[start]
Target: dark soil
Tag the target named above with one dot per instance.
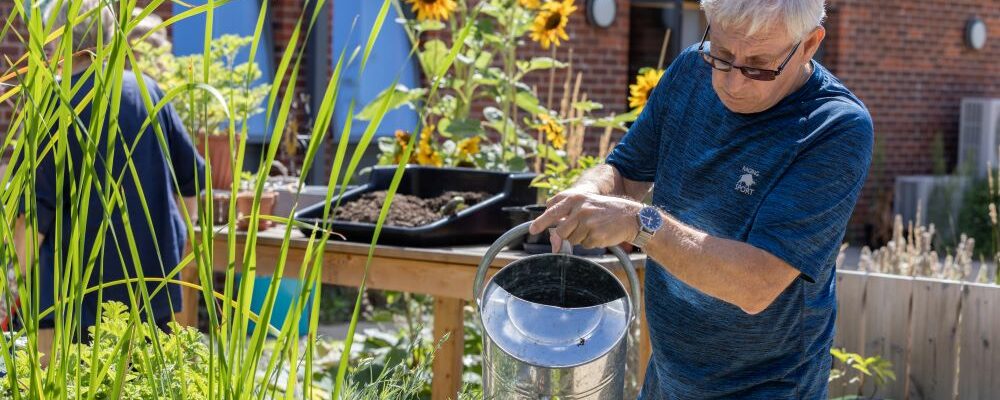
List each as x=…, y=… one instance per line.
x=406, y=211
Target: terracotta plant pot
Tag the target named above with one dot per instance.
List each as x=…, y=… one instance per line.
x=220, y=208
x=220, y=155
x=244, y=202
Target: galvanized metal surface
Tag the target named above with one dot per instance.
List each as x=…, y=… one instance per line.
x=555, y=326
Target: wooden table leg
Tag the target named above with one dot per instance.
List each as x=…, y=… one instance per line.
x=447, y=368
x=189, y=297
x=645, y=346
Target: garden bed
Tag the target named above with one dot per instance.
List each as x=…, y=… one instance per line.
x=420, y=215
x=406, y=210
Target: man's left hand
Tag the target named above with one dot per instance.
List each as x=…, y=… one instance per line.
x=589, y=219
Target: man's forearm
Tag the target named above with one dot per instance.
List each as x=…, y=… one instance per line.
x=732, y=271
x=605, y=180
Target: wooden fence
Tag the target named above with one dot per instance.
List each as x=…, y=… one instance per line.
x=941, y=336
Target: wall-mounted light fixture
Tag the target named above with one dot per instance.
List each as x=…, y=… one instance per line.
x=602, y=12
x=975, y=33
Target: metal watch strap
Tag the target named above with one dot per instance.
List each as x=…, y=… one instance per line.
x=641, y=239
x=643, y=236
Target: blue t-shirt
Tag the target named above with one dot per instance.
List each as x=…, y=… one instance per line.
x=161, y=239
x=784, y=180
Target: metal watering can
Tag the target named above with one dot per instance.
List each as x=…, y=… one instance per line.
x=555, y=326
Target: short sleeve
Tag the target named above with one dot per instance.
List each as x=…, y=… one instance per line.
[end]
[start]
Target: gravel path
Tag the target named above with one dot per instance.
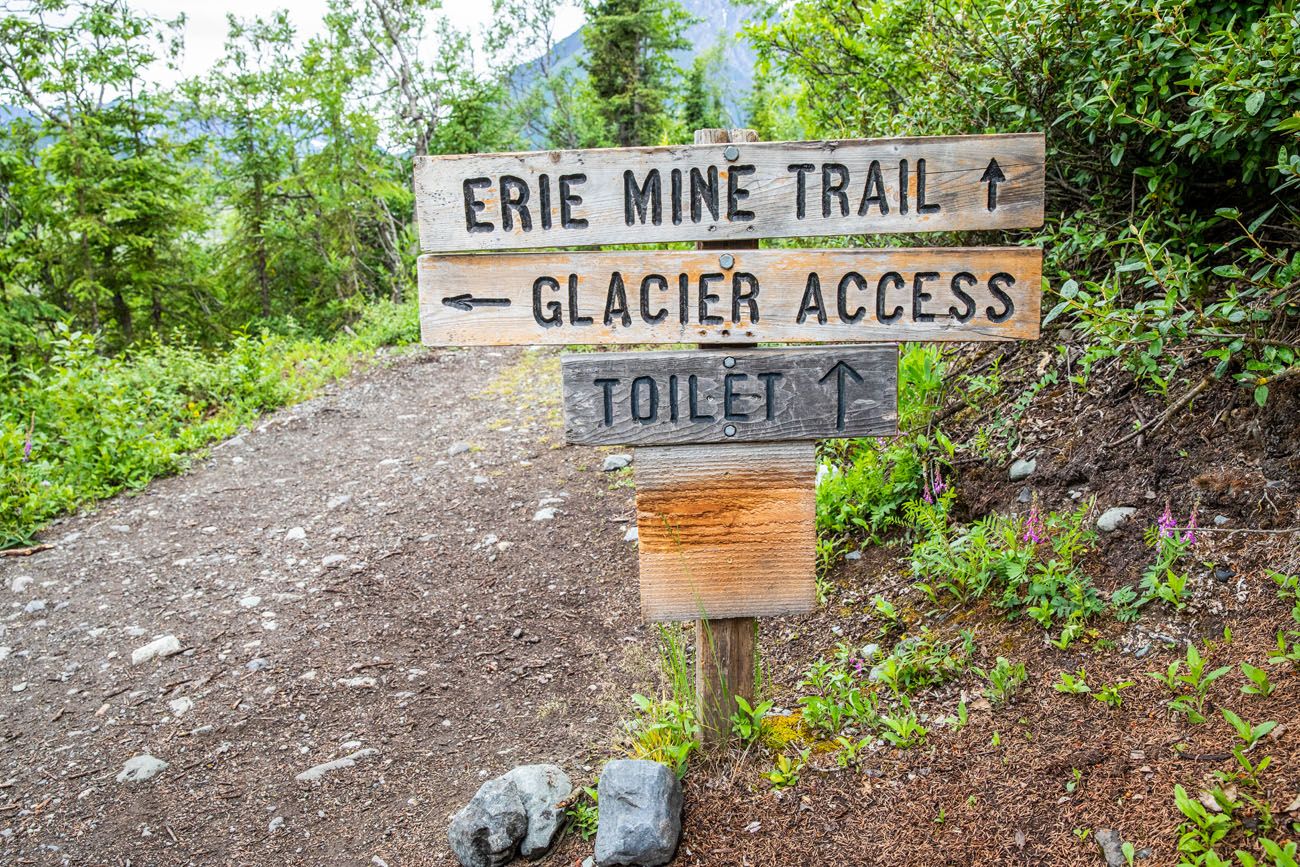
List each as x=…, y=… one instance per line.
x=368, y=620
[end]
[start]
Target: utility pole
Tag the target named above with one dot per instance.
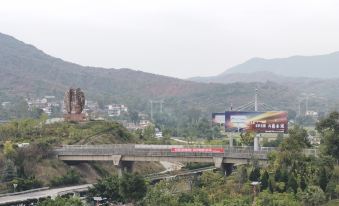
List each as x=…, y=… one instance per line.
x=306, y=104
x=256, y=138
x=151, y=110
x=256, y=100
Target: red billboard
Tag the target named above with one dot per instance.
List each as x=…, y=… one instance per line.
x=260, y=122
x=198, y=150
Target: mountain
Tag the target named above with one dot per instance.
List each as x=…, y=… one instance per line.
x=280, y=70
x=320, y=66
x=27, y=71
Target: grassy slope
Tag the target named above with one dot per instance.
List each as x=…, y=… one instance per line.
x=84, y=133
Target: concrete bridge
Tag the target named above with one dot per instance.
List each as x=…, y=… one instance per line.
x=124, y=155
[end]
* To be done *
Repeat word for word everything in the data from the line containing "Target: dark soil" down to the line containing "x=645, y=346", including both of those lines. Leave any pictures out of your answer.

* Output of the exercise *
Target: dark soil
Tag the target named above with one dot per instance.
List each as x=…, y=… one instance per line.
x=406, y=211
Target: terracotta plant pot
Tag the target named above with one dot per instance.
List each as x=…, y=… one instance per line.
x=220, y=208
x=220, y=155
x=244, y=202
Target: galvanized metal surface
Tag the target named above with one dot per instance.
List each as x=…, y=… one instance per line.
x=555, y=326
Target: wooden table leg
Tag the target named above with one dot per instance.
List each as x=…, y=… one instance per line.
x=447, y=368
x=189, y=297
x=645, y=346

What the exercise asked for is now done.